• **Problem to solve**
Copy out every entry, keeping each character the same.

(Stored data entries)
··········

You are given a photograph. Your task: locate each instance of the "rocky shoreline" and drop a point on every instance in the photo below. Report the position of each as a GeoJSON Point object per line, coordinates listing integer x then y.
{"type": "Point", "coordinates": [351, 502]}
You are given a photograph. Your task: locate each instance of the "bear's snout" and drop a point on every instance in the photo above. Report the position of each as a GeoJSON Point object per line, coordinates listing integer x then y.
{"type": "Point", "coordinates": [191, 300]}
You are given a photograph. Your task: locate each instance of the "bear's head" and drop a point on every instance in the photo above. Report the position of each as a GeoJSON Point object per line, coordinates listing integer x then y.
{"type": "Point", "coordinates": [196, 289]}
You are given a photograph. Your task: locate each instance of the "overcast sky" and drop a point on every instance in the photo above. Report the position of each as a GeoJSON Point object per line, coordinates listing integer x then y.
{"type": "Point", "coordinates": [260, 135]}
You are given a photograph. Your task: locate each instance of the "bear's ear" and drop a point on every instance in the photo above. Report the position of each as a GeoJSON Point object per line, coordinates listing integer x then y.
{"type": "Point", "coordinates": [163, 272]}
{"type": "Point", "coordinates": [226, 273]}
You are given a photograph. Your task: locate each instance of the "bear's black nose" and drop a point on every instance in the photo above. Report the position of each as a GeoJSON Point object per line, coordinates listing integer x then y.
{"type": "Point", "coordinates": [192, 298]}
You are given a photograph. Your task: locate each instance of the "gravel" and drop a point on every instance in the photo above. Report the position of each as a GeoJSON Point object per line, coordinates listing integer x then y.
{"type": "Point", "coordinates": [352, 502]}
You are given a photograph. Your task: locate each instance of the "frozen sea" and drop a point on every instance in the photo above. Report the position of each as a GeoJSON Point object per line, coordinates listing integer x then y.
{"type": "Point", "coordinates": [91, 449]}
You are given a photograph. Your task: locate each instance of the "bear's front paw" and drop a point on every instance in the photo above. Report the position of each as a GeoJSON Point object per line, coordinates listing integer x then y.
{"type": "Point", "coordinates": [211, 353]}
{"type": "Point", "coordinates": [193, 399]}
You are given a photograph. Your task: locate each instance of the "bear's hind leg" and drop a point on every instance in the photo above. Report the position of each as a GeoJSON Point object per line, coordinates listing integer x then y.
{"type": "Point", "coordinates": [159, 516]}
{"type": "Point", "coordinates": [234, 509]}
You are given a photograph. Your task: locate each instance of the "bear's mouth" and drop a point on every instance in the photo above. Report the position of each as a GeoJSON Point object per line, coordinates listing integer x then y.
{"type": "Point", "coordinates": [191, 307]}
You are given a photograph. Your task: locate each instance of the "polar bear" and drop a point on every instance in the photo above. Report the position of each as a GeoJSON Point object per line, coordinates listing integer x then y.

··········

• **Written solution**
You are given a photograph. Your task: locate each instance of the "rocky shoreline" and drop a point on every instance in the photo below. Report the position of each as a GeoJSON Point object per line, coordinates listing integer x then y.
{"type": "Point", "coordinates": [351, 502]}
You are given a photograph. Your task: locate each instance of the "bear's snout" and drop a point on every instance in the photo above. Report the position of each as a GeoJSON Point object per line, coordinates listing integer x then y.
{"type": "Point", "coordinates": [191, 300]}
You are given a photograph. Your task: locate each instance of the "bear's head" and drop a point on every instance in the photo above. Report the position of each as a GeoJSON Point object per line, coordinates listing integer x then y.
{"type": "Point", "coordinates": [196, 289]}
You are given a photograph. Your task: locate each instance of the "overcast sky" and drop a point on every instance in the photo above. Report the position of each as a GeoJSON Point object per line, coordinates listing integer x then y.
{"type": "Point", "coordinates": [260, 135]}
You are given a photograph. Your task: locate each instance of the "bear's ear" and drop a point on every instance in the photo above. Report the position of each as a GeoJSON Point object per line, coordinates listing integer x then y.
{"type": "Point", "coordinates": [163, 272]}
{"type": "Point", "coordinates": [226, 273]}
You are given a photograph. Your task: locate each instance of the "bear's black nose" and drop a point on every instance in the photo above. Report the position of each as a GeoJSON Point object per line, coordinates listing integer x then y.
{"type": "Point", "coordinates": [192, 298]}
You are given a photograph. Your task: locate each instance of the "gravel" and drop a point on every instance in the photo above. Report the position of each as a GeoJSON Point object per line, coordinates listing integer x then y.
{"type": "Point", "coordinates": [352, 502]}
You are given a photograph. Your task: locate each instance of the "frozen sea" and drop a point on every instance in the photo above. Report the position of each as a GeoJSON Point object per line, coordinates listing integer x then y.
{"type": "Point", "coordinates": [91, 449]}
You are given a photograph. Your task: locate each instance of the "bear's front paw" and drop a point on every instance in the photo above. Report the position of each as a GeoJSON Point object per line, coordinates listing integer x then y.
{"type": "Point", "coordinates": [211, 353]}
{"type": "Point", "coordinates": [193, 399]}
You are given a photograph. Your task: locate each instance of the "bear's hind leg" and drop a point on every instance in the photo above. Report the position of each as a GeoJSON Point object per line, coordinates listing integer x then y.
{"type": "Point", "coordinates": [159, 516]}
{"type": "Point", "coordinates": [234, 509]}
You are given a photograph. Your task: locate each instance of the "bear's mouth" and drop a point on every instance in the photo above. Report the position of each as a GeoJSON Point object per line, coordinates listing integer x then y.
{"type": "Point", "coordinates": [191, 307]}
You are given a photograph. Your task: locate each instance of the "polar bear" and drop a point on every instance in the photo above. Report the position of each as a GeoJSON Point object per line, coordinates listing integer x then y.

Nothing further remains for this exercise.